Written exercise: Turn every line of the entries below into one numbered list, omitting any blank lines.

Raw data:
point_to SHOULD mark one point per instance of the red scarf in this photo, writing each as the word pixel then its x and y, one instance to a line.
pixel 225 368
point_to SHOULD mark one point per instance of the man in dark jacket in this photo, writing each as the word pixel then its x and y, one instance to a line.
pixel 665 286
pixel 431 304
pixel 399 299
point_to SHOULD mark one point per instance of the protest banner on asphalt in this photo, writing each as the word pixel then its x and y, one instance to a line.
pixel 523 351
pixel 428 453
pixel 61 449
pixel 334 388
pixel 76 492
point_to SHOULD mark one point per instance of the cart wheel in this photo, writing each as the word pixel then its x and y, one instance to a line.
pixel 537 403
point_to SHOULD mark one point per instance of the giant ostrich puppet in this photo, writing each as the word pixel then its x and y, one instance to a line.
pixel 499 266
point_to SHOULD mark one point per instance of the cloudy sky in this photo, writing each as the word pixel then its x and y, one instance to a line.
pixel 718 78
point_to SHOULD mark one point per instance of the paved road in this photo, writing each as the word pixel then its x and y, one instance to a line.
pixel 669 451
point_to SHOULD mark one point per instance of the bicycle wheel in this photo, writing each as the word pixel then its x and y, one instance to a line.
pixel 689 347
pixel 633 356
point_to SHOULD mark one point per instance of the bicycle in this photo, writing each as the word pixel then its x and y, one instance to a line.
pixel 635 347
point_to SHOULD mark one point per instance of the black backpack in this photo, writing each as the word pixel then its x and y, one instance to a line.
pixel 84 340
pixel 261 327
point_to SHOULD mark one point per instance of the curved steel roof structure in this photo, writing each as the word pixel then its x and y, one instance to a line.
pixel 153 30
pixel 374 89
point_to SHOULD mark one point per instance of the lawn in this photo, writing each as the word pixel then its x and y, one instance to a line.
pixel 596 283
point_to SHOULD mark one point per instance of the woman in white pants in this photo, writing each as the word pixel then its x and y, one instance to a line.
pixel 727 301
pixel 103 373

Completed exercise:
1. point_to SHOULD mark one point per instance of the red scarf in this photo, writing each as the word pixel then its x and y, one instance to a line.
2. pixel 225 368
3. point_to SHOULD mark one point per instance of the man in dark jacket in this photo, writing each as the word pixel then its x and y, one instance to a line.
4. pixel 665 286
5. pixel 431 304
6. pixel 399 299
7. point_to SHOULD mark one point per instance of the protest banner on asphalt in this photo, writing each as the word pixel then its x and y, one instance to a line.
8. pixel 523 351
9. pixel 428 453
10. pixel 61 449
11. pixel 334 388
12. pixel 76 492
13. point_to SHOULD mark one point per instance of the cart wheel in this photo, writing each as the word pixel then its x and y, one instance to a line.
14. pixel 537 403
15. point_to SHOULD mark one point per instance of the giant ostrich puppet in this photo, writing each as the word pixel then its x and y, one instance to a line.
16. pixel 499 266
17. point_to SHOULD mark one point per instance of the cloudy sky in this photo, writing each as the word pixel then its x and y, one instance to a line.
18. pixel 718 78
19. point_to SHOULD mark one point per instance of the paved road in this photo, writing each as the word pixel then its x and y, one instance to a line.
20. pixel 669 451
21. point_to SHOULD mark one point per instance of the bicycle wheel in this photo, writing each as the word pixel then its x and y, one instance to a line.
22. pixel 689 347
23. pixel 633 356
24. point_to SHOULD mark one point per instance of the bicycle in this photo, writing each as the word pixel then its x and y, one instance to a line.
25. pixel 635 347
26. point_to SHOULD mark one point per instance of the black backpack in this photo, writing each as the word pixel then its x and y, one instance to a line.
27. pixel 84 340
28. pixel 261 327
29. point_to SHOULD mark one point per instance of the curved steel roof structure in this photo, writing each as the word pixel then its x and y, one instance to a line.
30. pixel 153 30
31. pixel 374 89
32. point_to SHOULD mark one point per instance of the lawn in this photo, writing each as the word pixel then its x and y, one instance to a line.
33. pixel 596 283
34. point_to SHOULD mark one point per instance of the woman in white pants in this photo, writing each as the word pixel then its x and y, one instance to a line.
35. pixel 727 301
36. pixel 103 373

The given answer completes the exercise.